* Problems to solve
a) In the article about Jasson Dominguez below, rewrite the paragraph beginning "On Friday, The Martian landed" as a short bulleted list that keeps its main facts.
b) Proceed with the article about Jasson Dominguez below, picking up right after its final sentence.

* Supplied passage
================================

Jasson Dominguez is the latest reason to hate when good things happen to the Yankees

Jasson Dominguez is the latest reason to hate when good things happen to the Yankees


Even in the worst of times, there are signals that the best of times are just over the horizon for the New York Yankees. This season has been a bust for the Bronx Bombers until Jasson Dominguez saved them with a soft landing for 2024.

On Friday, The Martian landed on the Yankees’ roster with a homer in his debut at-bat. If you spotted any unidentified flying objects lighting up the New York skies last night, it might have been Dominguez bashing the skin off cowhide. Wednesday night, in the third inning of his first game at Yankee Stadium wearing the pinstripes, Dominguez crushed a 96-mph fastball into the short porch to lead off the third inning and propelled New York to its fifth straight win. Dominguez has now reached base in all five of his games with the Bombers and his only mistake so far has been misinterpreting Spielberg’s E.T. by extending his right pointer at the sky as an allusion to his El Marciano moniker. If you’re not going to respect the classics, then what are we even doing here?

================================

* Dataset entries
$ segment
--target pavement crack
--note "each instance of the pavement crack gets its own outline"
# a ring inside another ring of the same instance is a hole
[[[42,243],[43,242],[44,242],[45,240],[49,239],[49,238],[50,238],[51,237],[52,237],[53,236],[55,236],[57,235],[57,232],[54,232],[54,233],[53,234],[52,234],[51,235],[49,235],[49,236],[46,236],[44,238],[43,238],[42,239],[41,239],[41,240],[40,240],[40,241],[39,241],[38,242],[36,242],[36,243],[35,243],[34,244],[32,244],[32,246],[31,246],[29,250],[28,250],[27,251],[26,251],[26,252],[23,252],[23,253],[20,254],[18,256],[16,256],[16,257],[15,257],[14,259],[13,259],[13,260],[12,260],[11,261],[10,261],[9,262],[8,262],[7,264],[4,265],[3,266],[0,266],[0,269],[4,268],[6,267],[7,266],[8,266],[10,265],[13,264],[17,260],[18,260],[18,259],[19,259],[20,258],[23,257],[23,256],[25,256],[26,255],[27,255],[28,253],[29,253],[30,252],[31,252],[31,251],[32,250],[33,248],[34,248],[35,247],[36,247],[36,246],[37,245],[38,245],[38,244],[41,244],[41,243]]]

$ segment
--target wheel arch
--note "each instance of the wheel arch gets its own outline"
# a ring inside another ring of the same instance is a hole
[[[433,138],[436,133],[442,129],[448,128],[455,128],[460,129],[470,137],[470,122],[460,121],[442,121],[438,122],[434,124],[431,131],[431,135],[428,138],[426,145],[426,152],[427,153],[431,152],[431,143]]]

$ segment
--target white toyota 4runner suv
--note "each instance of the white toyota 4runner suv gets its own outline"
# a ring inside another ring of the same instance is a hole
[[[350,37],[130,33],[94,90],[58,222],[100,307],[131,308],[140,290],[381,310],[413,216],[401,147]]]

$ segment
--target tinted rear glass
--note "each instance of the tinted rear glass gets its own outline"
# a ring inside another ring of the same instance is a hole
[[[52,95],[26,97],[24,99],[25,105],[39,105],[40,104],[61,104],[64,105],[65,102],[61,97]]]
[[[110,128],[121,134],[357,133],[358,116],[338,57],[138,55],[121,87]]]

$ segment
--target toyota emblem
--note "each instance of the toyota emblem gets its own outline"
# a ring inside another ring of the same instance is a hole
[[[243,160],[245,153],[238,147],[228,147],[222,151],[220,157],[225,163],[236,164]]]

================================

* Answers to the exercises
a)
- Dominguez, known as The Martian (El Marciano), joined the Yankees' roster on Friday and homered in his debut at-bat.
- On Wednesday night, in his first game at Yankee Stadium in pinstripes, he led off the third inning by hitting a 96-mph fastball into the short porch, helping New York to its fifth straight win.
- He has reached base in all five of his games with the Yankees.
- His only mistake so far was misinterpreting Spielberg's E.T. by pointing his right index finger at the sky as a nod to his nickname.

b)
As for the Pinheaded pinstripes, the team’s late-season winning streak has the most obnoxious fanbase in the majors (Ed. note: Second-most obnoxious, as long as Boston exists) manifesting delusional postseason sand castles again with 23 games remaining on the schedule. But how many times must we go through this with the Yankees? When the vibes are positive, they’re a threat to add another World Series banner. When they’re looking to the future, every prospect is the next planet-killer. This season, their massive payroll investments crashed and then, within that crater, Dominguez terraformed the ground before his very feet.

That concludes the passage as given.